-- Start --
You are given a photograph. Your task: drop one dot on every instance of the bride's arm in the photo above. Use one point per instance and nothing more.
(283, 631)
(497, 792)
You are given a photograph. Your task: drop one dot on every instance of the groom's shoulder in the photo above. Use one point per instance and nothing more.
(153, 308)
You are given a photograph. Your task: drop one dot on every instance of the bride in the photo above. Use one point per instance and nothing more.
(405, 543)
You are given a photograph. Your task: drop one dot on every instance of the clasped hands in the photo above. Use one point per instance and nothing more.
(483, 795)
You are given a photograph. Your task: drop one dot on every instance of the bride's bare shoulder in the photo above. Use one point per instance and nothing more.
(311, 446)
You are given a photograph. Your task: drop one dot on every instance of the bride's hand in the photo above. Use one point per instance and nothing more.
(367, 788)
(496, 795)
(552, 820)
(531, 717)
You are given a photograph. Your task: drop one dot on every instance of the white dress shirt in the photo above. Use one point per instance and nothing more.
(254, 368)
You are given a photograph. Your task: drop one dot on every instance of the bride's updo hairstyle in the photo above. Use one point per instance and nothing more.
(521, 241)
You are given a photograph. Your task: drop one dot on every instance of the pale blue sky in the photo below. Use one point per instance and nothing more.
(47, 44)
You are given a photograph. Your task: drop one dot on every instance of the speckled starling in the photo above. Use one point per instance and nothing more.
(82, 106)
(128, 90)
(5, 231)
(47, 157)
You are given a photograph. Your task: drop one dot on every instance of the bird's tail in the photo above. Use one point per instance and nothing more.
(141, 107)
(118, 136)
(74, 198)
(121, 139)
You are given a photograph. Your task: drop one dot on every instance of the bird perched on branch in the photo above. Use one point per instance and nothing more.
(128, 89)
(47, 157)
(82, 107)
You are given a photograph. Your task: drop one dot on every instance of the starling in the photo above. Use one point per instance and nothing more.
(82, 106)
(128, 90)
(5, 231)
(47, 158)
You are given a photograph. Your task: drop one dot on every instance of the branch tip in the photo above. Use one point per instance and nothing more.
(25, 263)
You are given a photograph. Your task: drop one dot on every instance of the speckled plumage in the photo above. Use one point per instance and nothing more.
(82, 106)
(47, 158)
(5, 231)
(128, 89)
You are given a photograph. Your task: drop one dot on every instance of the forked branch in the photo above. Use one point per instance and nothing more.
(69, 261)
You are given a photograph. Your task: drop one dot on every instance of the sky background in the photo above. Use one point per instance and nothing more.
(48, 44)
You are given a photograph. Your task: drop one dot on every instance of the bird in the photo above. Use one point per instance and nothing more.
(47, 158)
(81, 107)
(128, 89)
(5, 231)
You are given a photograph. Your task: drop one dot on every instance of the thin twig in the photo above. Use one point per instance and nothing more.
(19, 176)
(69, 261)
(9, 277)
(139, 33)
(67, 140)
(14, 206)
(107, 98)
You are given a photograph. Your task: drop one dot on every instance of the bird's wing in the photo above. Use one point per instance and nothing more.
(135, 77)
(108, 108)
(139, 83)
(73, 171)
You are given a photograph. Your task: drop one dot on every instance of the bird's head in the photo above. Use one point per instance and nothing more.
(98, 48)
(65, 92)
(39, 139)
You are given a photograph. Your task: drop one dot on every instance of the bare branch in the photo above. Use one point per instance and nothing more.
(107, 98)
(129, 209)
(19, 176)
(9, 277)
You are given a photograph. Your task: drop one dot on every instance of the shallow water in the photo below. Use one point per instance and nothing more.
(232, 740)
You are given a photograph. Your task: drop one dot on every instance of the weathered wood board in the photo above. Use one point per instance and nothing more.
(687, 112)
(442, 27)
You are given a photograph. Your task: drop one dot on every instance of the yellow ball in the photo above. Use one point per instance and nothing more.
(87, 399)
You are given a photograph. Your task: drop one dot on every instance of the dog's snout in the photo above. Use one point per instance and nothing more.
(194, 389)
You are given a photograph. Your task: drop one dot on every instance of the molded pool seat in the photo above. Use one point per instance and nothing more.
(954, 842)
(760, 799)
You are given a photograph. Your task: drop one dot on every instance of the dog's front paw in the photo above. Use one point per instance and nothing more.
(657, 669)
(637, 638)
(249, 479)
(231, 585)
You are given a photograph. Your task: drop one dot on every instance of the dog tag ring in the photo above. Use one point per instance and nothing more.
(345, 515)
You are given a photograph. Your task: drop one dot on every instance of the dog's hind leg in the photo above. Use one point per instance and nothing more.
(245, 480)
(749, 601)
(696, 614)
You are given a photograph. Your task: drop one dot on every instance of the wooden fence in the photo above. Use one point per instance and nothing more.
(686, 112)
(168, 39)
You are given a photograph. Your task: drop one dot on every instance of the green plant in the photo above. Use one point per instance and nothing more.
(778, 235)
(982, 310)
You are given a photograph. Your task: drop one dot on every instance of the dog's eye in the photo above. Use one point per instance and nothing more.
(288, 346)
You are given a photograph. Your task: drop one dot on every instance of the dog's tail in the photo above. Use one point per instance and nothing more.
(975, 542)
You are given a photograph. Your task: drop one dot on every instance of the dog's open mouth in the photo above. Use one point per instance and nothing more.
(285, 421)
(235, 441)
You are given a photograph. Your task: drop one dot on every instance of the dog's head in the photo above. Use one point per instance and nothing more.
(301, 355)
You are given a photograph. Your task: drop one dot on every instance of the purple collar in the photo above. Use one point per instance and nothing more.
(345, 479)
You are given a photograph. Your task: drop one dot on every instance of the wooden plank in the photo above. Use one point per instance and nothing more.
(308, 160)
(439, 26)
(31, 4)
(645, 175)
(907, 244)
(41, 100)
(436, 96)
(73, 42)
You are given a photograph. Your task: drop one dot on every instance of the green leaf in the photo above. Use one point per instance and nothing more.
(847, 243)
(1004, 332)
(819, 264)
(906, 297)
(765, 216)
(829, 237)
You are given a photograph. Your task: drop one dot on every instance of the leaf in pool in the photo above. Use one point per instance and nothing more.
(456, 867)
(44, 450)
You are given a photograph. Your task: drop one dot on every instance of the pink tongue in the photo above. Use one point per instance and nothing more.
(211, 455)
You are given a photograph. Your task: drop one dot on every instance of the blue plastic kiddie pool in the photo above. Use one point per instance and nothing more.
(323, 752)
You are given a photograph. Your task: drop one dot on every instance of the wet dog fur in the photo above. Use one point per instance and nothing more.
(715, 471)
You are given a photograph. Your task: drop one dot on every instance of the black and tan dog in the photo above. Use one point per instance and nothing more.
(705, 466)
-- End --
**PROBLEM TO WORK ON**.
Copy exactly, word for word, the line with "of the leaf" through the final line of the listing.

**REPLY TO THE TASK**.
You are given a photograph. Your task: drop one dot on every instance of the leaf in pool in the photo above. Use one point per instance and nothing more.
(456, 867)
(44, 450)
You are given a photograph. Your task: drop one dot on every instance of the pink tongue in the photo above. Use one point per instance and nothing more.
(211, 455)
You are given a photograph. Your task: drop one dot on every instance of the blue plastic kiddie pool in the photo above. Use one point per instance and nothing more.
(323, 752)
You are given a photograph. Your task: drop one dot on every instance of the wet dog fur in the photo above. Use one point per instance and nothing more.
(715, 471)
You are given a photograph. Your task: drop one dot on every instance of the black and tan dog in the photo above. Use one point per instance and nothing more.
(705, 466)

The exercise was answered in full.